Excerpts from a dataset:
----

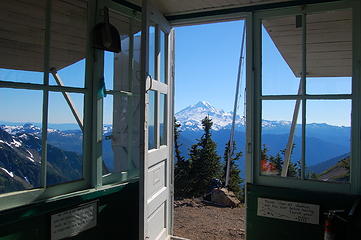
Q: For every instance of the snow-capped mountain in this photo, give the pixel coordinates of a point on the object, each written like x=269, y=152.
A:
x=20, y=160
x=191, y=117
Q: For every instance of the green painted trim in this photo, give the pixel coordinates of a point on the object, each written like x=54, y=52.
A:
x=52, y=205
x=355, y=186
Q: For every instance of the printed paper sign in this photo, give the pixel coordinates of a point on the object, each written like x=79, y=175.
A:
x=292, y=211
x=74, y=221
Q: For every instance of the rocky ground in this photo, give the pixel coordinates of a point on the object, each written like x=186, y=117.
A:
x=198, y=220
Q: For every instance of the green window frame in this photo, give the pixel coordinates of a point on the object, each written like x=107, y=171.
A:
x=255, y=97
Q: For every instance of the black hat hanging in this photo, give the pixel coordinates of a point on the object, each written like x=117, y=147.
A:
x=106, y=36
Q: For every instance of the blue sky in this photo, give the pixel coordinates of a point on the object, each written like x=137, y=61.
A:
x=206, y=69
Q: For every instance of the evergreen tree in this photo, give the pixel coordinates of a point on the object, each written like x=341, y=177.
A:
x=204, y=161
x=235, y=179
x=182, y=186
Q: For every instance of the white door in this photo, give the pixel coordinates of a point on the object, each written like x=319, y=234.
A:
x=157, y=159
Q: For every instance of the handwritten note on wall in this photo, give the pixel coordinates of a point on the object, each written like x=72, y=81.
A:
x=291, y=211
x=71, y=222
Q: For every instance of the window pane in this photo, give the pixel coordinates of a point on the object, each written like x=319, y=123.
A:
x=20, y=139
x=65, y=139
x=163, y=119
x=108, y=156
x=116, y=136
x=329, y=52
x=328, y=142
x=281, y=56
x=152, y=113
x=151, y=56
x=68, y=42
x=163, y=48
x=277, y=118
x=22, y=40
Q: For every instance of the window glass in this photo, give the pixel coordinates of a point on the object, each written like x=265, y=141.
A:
x=329, y=52
x=162, y=49
x=281, y=56
x=151, y=56
x=68, y=43
x=328, y=142
x=65, y=138
x=277, y=118
x=108, y=155
x=152, y=112
x=22, y=41
x=20, y=139
x=163, y=119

----

§ Work instructions: Take the line that contains "Q: For every instance of the blue" and each line after it through the end of the records, and repeat them all exactly. Nothing else.

§ Solution:
Q: For every instance of the blue sky in this photo, give the pixel coordinates of a point on the object, each written like x=137, y=61.
A:
x=206, y=69
Q: For every instance of the evergreen tree in this photo, give the pixel coordinates of a point on the object, each written like x=341, y=177.
A:
x=204, y=161
x=235, y=179
x=182, y=186
Q: For every instance of the white door in this photo, give the pixel coordinates of a point on the object, each written like x=319, y=234.
A:
x=157, y=159
Q: For every instance of the handwritten note on wall in this photo, give the pixel coordinates of a point on the object, each written like x=72, y=81.
A:
x=291, y=211
x=71, y=222
Q: For every instance of the window pane in this photo, give the pixel coordinates of a point on the object, each written like x=319, y=123.
A:
x=20, y=139
x=65, y=139
x=163, y=119
x=108, y=156
x=116, y=136
x=329, y=52
x=328, y=142
x=281, y=56
x=152, y=113
x=151, y=56
x=68, y=42
x=163, y=48
x=277, y=118
x=22, y=40
Q: For every instance of the window glass in this photo, give the pixel coordinates of a point on the object, each written like x=265, y=141.
A:
x=329, y=52
x=162, y=49
x=281, y=56
x=151, y=56
x=68, y=43
x=328, y=142
x=65, y=138
x=277, y=118
x=108, y=155
x=152, y=112
x=22, y=41
x=20, y=139
x=163, y=119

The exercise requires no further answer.